§ **課題 1**: フィリップモリスのウクライナ事業に関する文章から、年や時期を示す語句をすべて抜き出しなさい。
§ **課題 2**: フィリップモリスのウクライナ事業に関する文章を、最後の文のあとから書き継ぎなさい。

世界的なタバコ製造会社であるアメリカのフィリップモリス(Philip Morris)は、1994年よりウクライナにて事業を行っており、これまでに7億ドルを同国に投資しています。同国の納税者ランキングでもTOP10によく入っており、2022年には253億フリヴニャ(約1000億円)の税金を支払っています。
フィリップモリスは、ウクライナ東部のハルキウ州に自社工場を持っているが、戦争の影響により同工場は操業を停止。しかしながら2023年6月に、ウクライナ西部のリヴィウ州に新たな生産設備の立ち上げのために3000万ドル以上を投資することを発表。新たに250名以上の雇用を創出する予定で、生産開始は2024年第1四半期を予定しているとのこと。

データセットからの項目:
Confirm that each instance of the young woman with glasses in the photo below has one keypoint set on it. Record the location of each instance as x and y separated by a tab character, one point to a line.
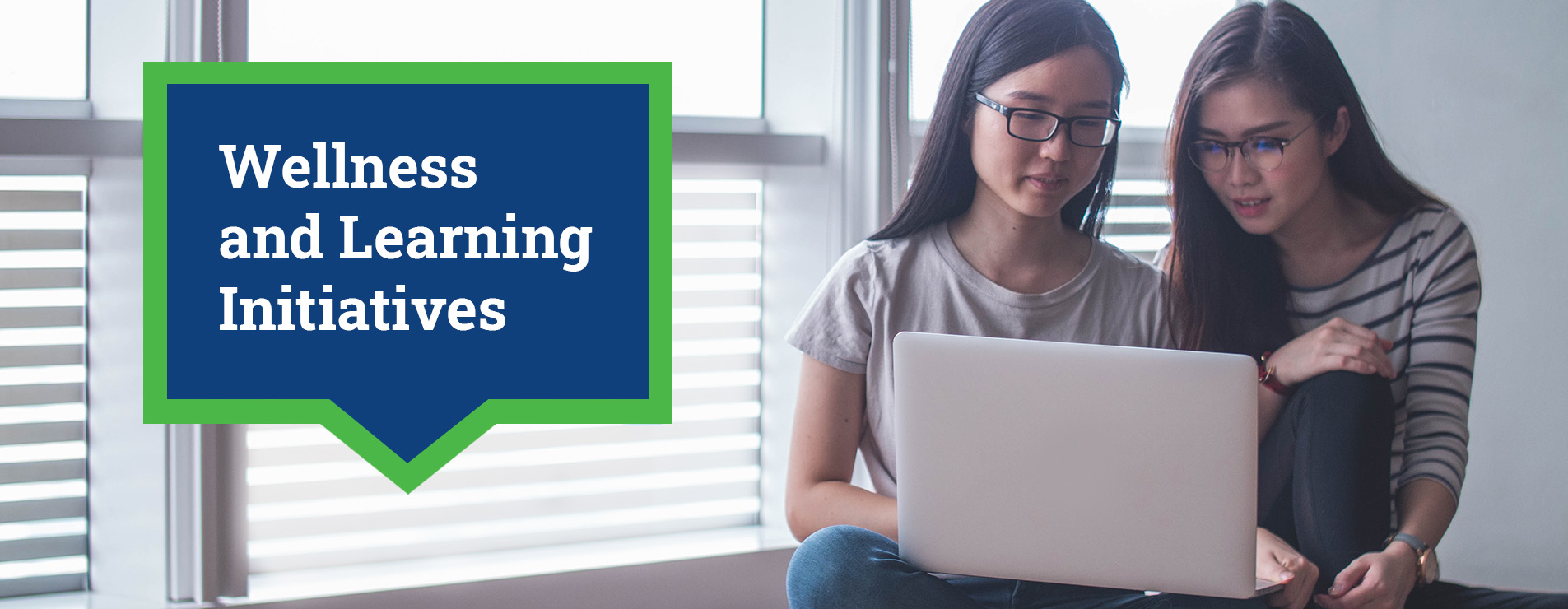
1296	240
998	236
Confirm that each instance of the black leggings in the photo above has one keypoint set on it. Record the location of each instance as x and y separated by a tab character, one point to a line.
1324	486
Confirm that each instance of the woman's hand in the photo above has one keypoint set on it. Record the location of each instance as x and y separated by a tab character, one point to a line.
1333	346
1374	581
1278	562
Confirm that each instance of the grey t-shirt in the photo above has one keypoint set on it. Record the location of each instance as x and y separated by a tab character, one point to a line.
923	283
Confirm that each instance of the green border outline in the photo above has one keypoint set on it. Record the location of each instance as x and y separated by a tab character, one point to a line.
157	408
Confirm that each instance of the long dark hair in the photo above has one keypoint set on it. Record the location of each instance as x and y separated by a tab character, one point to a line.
1228	292
1003	38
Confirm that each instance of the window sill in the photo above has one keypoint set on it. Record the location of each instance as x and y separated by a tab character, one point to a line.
726	567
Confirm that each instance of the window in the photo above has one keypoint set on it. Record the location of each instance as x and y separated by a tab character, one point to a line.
314	504
43	49
43	451
715	44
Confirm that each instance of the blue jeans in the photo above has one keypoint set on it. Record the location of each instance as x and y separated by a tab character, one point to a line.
852	567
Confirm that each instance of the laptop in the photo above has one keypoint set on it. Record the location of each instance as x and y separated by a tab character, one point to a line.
1090	465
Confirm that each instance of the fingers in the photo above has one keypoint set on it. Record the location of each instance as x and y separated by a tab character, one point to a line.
1363	593
1351	576
1358	358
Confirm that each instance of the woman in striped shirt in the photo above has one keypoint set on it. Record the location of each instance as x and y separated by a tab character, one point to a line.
1296	240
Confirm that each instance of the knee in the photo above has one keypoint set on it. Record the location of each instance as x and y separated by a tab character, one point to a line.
835	564
1347	394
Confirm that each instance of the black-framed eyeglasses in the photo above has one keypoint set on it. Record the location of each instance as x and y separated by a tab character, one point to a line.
1263	152
1040	126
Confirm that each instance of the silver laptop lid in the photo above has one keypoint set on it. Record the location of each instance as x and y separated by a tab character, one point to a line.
1091	465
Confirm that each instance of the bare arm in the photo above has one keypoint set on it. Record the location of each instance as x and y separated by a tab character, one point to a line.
817	491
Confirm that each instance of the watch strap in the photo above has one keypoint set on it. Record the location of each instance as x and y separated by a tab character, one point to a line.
1412	541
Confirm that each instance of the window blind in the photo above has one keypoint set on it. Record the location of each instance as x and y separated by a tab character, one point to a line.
43	449
1138	220
314	504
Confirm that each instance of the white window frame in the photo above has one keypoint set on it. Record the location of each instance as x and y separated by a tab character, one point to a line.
157	491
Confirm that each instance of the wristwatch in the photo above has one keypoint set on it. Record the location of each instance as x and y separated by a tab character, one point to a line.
1426	558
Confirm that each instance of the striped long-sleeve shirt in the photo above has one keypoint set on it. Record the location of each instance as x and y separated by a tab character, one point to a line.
1421	291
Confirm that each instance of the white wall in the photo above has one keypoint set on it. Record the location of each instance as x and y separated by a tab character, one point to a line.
1469	101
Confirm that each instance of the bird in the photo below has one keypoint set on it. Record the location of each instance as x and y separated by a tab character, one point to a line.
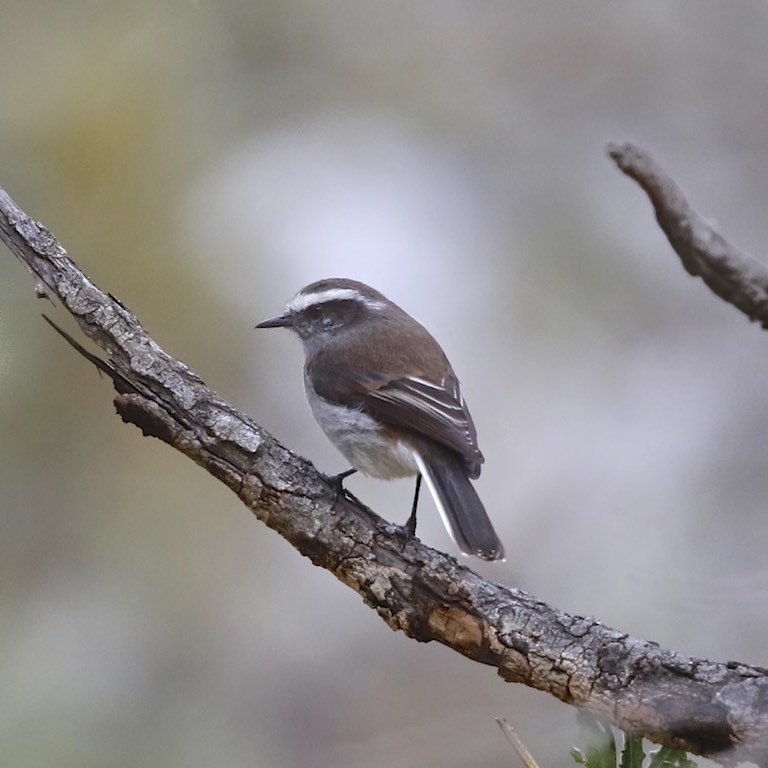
383	392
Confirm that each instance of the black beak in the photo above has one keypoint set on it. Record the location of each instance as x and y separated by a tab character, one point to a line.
275	322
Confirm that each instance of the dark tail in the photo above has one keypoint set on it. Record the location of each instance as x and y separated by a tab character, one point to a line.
459	505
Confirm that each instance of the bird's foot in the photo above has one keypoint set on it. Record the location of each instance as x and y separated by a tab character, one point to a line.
337	483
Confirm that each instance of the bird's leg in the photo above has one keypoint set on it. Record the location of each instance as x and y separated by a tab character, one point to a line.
410	523
337	481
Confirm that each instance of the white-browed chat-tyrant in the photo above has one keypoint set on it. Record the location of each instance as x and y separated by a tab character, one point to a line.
384	393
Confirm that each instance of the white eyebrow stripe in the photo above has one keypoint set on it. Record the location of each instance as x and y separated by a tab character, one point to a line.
302	301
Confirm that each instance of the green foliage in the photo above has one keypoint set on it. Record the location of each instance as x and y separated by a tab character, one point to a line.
602	750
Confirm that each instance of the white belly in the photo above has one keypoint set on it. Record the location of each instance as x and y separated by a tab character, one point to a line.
362	441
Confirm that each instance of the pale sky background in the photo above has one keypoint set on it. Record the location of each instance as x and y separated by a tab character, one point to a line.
203	161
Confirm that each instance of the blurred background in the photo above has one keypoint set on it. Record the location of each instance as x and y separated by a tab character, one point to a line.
202	161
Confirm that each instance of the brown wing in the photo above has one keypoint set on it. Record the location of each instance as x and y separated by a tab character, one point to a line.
417	405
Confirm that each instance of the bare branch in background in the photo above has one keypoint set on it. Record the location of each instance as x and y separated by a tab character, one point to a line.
708	708
732	274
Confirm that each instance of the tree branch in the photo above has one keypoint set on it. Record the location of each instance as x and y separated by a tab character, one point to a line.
708	708
730	273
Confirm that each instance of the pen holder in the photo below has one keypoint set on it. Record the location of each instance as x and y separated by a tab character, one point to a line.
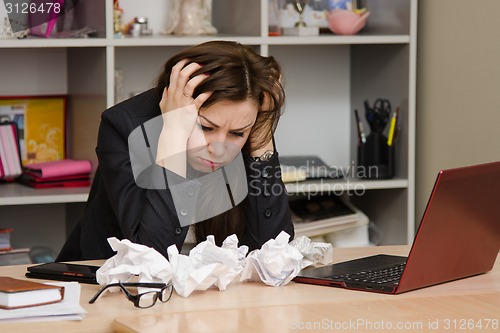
376	158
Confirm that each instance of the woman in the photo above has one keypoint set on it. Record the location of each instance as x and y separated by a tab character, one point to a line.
218	100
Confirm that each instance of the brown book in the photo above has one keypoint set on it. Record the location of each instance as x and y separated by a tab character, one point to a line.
15	293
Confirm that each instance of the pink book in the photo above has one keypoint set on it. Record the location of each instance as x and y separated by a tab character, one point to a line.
60	168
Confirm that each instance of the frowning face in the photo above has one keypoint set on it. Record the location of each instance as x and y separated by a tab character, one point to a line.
220	133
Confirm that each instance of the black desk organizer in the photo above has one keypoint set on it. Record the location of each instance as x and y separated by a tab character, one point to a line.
376	156
376	159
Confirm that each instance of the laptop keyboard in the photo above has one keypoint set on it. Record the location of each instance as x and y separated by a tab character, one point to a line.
381	276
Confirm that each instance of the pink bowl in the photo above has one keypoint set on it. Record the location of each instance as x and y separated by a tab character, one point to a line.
346	22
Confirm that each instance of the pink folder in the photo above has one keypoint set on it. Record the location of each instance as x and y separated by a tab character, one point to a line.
58	169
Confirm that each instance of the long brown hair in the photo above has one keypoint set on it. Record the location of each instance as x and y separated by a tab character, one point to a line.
236	73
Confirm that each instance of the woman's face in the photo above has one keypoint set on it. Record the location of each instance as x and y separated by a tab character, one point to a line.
219	134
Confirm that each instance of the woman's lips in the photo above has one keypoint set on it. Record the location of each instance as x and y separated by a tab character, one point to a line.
210	164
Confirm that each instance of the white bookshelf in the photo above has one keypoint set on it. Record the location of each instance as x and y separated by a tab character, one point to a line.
326	77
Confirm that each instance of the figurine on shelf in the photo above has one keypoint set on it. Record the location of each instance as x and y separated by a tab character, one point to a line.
190	17
7	33
117	19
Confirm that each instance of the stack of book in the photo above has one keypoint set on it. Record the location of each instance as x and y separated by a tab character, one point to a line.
63	173
24	300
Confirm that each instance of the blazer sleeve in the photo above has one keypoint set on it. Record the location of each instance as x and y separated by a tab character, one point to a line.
268	210
145	216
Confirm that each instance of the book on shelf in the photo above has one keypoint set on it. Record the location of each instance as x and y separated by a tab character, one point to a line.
322	214
15	257
16	293
62	173
5	238
10	155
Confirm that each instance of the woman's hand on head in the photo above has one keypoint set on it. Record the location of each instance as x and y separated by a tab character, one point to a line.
179	92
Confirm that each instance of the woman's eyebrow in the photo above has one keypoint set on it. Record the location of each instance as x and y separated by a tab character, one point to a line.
217	126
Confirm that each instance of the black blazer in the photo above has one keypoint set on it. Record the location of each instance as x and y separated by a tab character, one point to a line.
117	207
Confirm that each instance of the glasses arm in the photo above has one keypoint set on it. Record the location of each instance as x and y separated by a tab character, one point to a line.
96	296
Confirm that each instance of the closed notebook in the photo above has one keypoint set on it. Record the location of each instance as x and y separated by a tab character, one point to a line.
16	293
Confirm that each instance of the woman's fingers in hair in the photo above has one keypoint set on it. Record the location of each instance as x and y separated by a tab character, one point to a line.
202	98
183	84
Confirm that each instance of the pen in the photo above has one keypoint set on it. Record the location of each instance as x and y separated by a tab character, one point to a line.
361	133
390	136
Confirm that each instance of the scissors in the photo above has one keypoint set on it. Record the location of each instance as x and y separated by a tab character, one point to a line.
379	115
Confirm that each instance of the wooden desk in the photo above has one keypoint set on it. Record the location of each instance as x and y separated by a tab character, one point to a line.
255	307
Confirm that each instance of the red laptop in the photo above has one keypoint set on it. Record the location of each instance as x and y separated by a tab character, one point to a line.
458	237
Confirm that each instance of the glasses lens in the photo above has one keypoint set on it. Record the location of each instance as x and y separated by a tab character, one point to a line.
166	293
148	299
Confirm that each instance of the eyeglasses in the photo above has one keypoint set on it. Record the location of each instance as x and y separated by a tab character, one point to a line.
143	300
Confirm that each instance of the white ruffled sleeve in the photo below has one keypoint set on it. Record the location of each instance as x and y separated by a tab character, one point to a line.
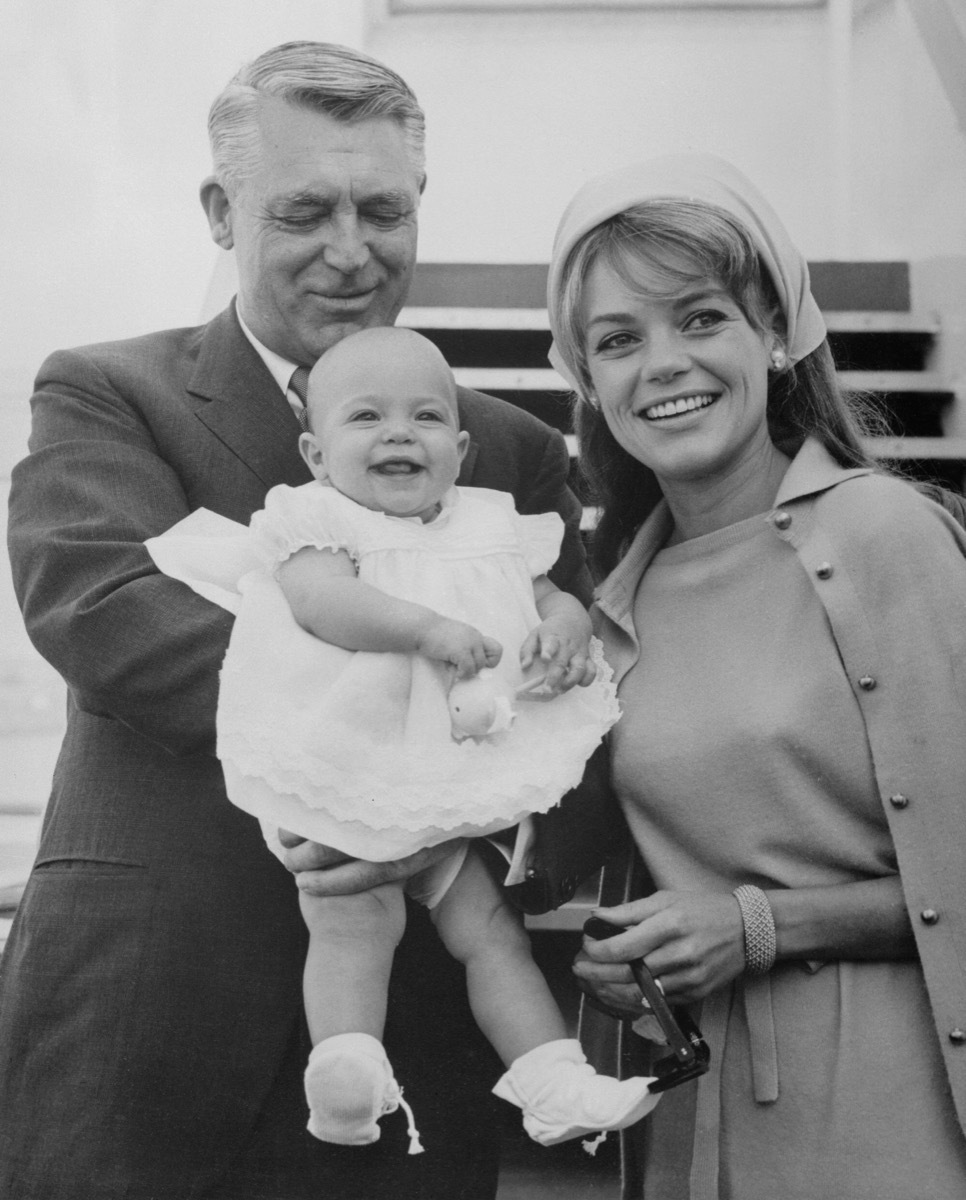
540	539
295	517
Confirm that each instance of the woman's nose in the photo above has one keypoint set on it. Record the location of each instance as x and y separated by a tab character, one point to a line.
666	358
346	249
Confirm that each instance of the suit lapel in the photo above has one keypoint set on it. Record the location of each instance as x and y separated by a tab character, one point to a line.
235	396
469	459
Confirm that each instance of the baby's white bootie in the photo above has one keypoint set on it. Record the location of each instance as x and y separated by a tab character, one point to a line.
563	1097
349	1085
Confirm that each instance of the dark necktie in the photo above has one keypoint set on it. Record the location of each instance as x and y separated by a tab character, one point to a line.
299	384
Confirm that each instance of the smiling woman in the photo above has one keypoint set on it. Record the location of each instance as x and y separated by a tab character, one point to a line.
768	744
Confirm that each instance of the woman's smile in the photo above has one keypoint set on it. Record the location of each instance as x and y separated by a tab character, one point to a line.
678	406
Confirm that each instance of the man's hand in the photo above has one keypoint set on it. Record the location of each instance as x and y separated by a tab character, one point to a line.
323	871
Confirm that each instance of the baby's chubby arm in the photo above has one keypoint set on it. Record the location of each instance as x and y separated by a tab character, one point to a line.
562	640
328	599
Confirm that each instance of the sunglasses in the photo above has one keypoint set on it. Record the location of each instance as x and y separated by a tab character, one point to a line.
689	1053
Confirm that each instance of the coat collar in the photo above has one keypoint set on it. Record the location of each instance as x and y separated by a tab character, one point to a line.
811	471
243	406
814	471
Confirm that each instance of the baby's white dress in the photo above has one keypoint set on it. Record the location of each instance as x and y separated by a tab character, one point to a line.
355	749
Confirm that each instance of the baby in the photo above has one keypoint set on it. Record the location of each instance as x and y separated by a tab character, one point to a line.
341	730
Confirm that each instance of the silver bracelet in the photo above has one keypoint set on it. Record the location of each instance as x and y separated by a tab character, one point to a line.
759	929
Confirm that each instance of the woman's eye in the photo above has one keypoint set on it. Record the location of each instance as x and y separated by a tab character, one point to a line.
618	341
706	318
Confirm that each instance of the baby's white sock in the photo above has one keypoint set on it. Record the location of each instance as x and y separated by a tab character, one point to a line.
563	1097
349	1085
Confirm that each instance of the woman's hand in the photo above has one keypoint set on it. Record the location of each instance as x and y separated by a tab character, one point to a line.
693	942
323	871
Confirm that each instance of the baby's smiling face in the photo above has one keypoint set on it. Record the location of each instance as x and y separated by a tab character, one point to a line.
384	423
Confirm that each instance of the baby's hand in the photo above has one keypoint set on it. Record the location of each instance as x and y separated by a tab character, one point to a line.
462	646
565	649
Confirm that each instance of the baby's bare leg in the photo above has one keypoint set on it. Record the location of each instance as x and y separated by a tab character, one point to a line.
352	941
509	996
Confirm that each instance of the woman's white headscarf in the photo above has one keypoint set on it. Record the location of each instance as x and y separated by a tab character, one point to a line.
694	177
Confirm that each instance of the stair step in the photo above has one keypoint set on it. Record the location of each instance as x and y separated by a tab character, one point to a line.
537	319
894	381
925	449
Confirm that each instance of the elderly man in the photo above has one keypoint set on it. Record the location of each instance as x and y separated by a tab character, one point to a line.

§ **解答 1**: 1994年、2022年、2023年6月、2024年第1四半期

§ **解答 2**:
世界的医療メーカーであるドイツのバイエル(Bayer)社は、実はバイエルは農業分野にも力を入れています。すでにウクライナのジトーミル州にトウモロコシ種子生産のための自社工場を抱えていました。2023年4月にバイエルは、このジトーミル州の工場の増強のために新たに6000万ユーロを出資することを表明。生産された種子はウクライナ国内のトウモロコシ栽培向けのほか、EU諸国へも輸出される計画とのこと。
バイエルはウクライナでは1992年より事業を行っています。ウクライナ支援としては、大型地雷除去機や、医薬品、医療インフラ復旧のための寄付や援助をすでに行っているとのこと。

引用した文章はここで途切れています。